* Reading text *

══════

The custom container will be available in your registry and can be used immediately for workloads.

Step 2: Logging In

Browse to the provided NVIDIA Run:ai user interface and log in with your credentials.

Step 3: Creating a User Access Key

Access keys are used for API integrations with NVIDIA Run:ai. An access key contains a client ID and a client secret. With the client credentials, you can obtain a token and use it within subsequent API calls.

In the NVIDIA Run:ai user interface:

Click the user avatar at the top right corner, then select Settings
Click +ACCESS KEY
Enter the access key's name and click CREATE
Copy the Client ID and Client secret and store securely
Click DONE

To request an API access token, use the client credentials to get a token to access NVIDIA Run:ai using the Tokens API. For example:

curl -X POST \ 
  # Replace <COMPANY_URL> below with:
  # For SaaS, use <tenant-name>.run.ai
  # For self-hosted use the NVIDIA Run:ai user interface URL.
  'https://<COMPANY_URL>/api/v1/token' \ 
  --header 'Accept: */*' \ 
  --header 'Content-Type: application/json' \ 
  --data-raw '{ 
  "grantType":"client_credentials", 
  "clientId":"<CLIENT ID>", 
  "clientSecret" : "<CLIENT SECRET>" 
}'

Step 4: Creating a User Credential

Note

Creating Docker registry user credentials is supported via UI only.
Pulling images from a private Docker registry using a user credential is supported in the UI (Flexible submission) and API.

User credentials allow users to securely store private authentication secrets, which are accessible only to the user who created them. See User credentials for more details.

In the NVIDIA Run:ai user interface:

Click the user avatar at the top right corner, then select Settings
Click +CREDENTIAL and select Docker registry from the dropdown
Enter a name for the credential. The name must be unique.
Optional: Provide a description of the credential
Enter the username, password, and Docker registry URL
Click CREATE CREDENTIAL

Step 5: Creating a PVC Data Source

To make it easier to reuse code and checkpoints in future workloads, create a data source in the form of a Persistent Volume Claim (PVC). The PVC can be mounted to workloads and will persist after the workload completes, allowing any data it contains to be reused.

Note

The first time a workload is launched using a new PVC, it will take longer to start as the storage gets provisioned only once the first claim to the PVC is made.

To create a PVC, go to Workload manager → Data sources.
Click +NEW DATA SOURCE and select PVC from the dropdown menu.
Within the new form, set the scope.

Important

PVC data sources created at the cluster or department level do not replicate data across projects or namespaces. Each project or namespace will be provisioned as a separate PVC replica with different underlying PVs; therefore, the data in each PVC is not replicated.

══════

* Data shown *
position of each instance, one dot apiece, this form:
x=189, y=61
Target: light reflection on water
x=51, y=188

══════

* Work to be completed *
Copy out the part of the Run:ai setup guide starting at "Access keys are" and ending at "subsequent API calls.".

* Exercise output *
Access keys are used for API integrations with NVIDIA Run:ai. An access key contains a client ID and a client secret. With the client credentials, you can obtain a token and use it within subsequent API calls.